Excerpts from point annotation data
+++++

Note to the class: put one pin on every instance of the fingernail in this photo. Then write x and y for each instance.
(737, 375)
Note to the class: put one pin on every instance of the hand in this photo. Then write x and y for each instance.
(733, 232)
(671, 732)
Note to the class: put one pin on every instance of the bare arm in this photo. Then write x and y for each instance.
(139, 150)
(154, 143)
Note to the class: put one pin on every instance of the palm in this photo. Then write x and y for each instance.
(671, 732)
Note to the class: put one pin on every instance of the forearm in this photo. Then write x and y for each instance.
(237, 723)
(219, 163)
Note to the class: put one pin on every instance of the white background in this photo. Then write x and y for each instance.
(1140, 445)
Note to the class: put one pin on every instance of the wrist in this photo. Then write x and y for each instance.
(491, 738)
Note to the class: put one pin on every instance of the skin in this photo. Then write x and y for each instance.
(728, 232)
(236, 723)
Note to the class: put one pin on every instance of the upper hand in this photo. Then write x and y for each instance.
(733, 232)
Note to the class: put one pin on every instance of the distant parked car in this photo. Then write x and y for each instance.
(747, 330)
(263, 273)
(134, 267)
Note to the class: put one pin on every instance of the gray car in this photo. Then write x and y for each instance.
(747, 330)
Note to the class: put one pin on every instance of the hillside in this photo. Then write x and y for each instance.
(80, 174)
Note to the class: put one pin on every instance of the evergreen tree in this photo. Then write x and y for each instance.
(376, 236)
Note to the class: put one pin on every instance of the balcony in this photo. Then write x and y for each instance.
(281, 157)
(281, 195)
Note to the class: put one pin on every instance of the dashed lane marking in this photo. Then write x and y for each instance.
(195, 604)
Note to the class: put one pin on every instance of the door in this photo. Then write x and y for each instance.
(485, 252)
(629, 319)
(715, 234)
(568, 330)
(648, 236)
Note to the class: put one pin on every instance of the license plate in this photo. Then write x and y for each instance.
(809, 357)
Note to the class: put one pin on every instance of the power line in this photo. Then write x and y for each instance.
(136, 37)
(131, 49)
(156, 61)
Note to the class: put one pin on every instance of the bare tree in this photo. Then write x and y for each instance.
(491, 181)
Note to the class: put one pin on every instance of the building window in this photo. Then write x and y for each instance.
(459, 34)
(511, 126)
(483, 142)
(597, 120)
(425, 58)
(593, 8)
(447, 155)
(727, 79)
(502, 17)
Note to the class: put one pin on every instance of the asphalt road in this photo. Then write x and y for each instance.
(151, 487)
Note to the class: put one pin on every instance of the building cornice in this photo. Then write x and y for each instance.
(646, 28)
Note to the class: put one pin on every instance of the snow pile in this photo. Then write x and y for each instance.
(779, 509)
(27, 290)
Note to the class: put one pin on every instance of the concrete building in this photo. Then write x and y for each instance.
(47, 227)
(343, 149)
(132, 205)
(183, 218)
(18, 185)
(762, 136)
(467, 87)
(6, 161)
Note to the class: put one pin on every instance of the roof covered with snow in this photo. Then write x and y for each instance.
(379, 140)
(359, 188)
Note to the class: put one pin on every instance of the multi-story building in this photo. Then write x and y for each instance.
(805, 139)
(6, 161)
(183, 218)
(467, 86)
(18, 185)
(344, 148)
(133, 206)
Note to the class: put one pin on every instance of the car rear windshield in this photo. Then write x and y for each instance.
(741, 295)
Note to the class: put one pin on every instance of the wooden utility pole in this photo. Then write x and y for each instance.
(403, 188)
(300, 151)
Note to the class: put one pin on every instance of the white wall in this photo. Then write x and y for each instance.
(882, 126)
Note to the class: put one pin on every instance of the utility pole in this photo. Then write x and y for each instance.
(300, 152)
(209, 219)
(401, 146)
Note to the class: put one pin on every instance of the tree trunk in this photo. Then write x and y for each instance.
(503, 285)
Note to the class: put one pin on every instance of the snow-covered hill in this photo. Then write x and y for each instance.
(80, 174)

+++++

◆ **AIM**
Copy all the records above exactly, missing none.

◆ **EXERCISE ANSWER**
Note to the class: put one pin on every instance of the fingernail in this photo. Then write x and y for each instance.
(737, 375)
Note to the class: put one pin on every instance of the hand in this photo. Then write x and y for each instance.
(733, 232)
(671, 732)
Note to the class: put one pin on every instance of the bare arm in this photo. Then write x and y for each instance.
(139, 150)
(154, 143)
Note to the class: put one pin on every instance of the palm in this photo. Then write x and y for each instance.
(671, 732)
Note to the class: put one pin on every instance of the forearm in this photo. Then write x and y for each instance.
(237, 723)
(219, 163)
Note to the class: put one pin on every instance of the white background in this photo. Then write x and y for each instance.
(1140, 445)
Note to the class: put one pin on every instance of the wrist in this photo. Then write x and y for each instance.
(491, 738)
Note to the class: put one pin on every instance of the skin in this photo. Then write x and y for each instance.
(728, 232)
(236, 723)
Note to the class: put one pin on every instance of the upper hand in this photo. Then write x and y for each instance.
(733, 232)
Note to the class: put one pin on every instance of the distant parked car in this photo. Then write x and y for each instance.
(747, 330)
(263, 273)
(134, 267)
Note to the class: put one pin on every instance of the gray car in this photo. Then write x and y for each instance.
(747, 330)
Note to the class: put one pin on every instance of the hillside in this photo. Then write x and y for each instance.
(80, 174)
Note to the class: put one pin on every instance of the evergreen tree in this photo. Then write x and y for each instance.
(376, 236)
Note to the class: put one pin on every instance of the balcony in this photo. Then write x and y for each instance.
(281, 157)
(281, 195)
Note to the class: put one pin on every instance of the dashed lane marking in this photo. Then write x and y for each instance.
(195, 604)
Note to the class: put one pin on every instance of the door in this photo. Then write x and y for each instance.
(485, 252)
(629, 319)
(715, 234)
(568, 330)
(648, 236)
Note to the class: put one pin on every instance of the license plate in this photo. Then write x and y for each instance.
(809, 357)
Note to the class: put one pin on every instance of the power line in this photo. Then write x and y for each instance.
(136, 37)
(131, 49)
(156, 61)
Note to the class: put one pin on every instance of the bare tree in this photo. Then write x and y for each instance.
(491, 181)
Note to the class: put one pin on every instance of the building window in this photo. Then write x and y for each instance.
(459, 34)
(511, 126)
(483, 142)
(597, 120)
(425, 58)
(593, 8)
(447, 155)
(727, 79)
(502, 17)
Note to the class: put one pin on every instance of the asphalt road in this photo. Then write x and y for each instance.
(151, 487)
Note to the class: put one pin on every instance of the building cornice in this photo. Then write x and y for each instance.
(646, 28)
Note to the class: put one pin on every instance of the snow pile in this photo. Then write x and y for each instance.
(779, 509)
(27, 290)
Note to the class: put one pin on every instance of the concrete building in this photo. Then write x and y for each instance.
(47, 227)
(343, 149)
(132, 205)
(183, 218)
(18, 185)
(762, 136)
(467, 87)
(6, 161)
Note to the class: put one pin on every instance of the roof covered with snow in this photo. Then write x and y for each instance.
(379, 140)
(359, 188)
Note to the class: put one pin on every instance of the multi-story building in this photo. Then write x and y for each instance.
(805, 139)
(6, 161)
(183, 218)
(467, 86)
(18, 185)
(344, 148)
(133, 206)
Note to the class: put one pin on every instance of the car rear windshield in this photo. Then write x and y for each instance.
(741, 295)
Note to the class: put one pin on every instance of the wooden utility pole in this photo. Then write x and y for each instance.
(403, 188)
(300, 151)
Note to the class: put one pin on every instance of the white wall in this photo. Then write x and y for each instance.
(882, 126)
Note to the class: put one pin on every instance of the utility pole in this photo. Then write x and y for each instance.
(300, 152)
(209, 219)
(401, 146)
Note to the class: put one pin on every instance of the tree trunk in this photo. Then write x and y for each instance.
(503, 285)
Note to the class: put one pin on every instance of the snow-covered hill in this photo. Then write x and y for each instance.
(80, 174)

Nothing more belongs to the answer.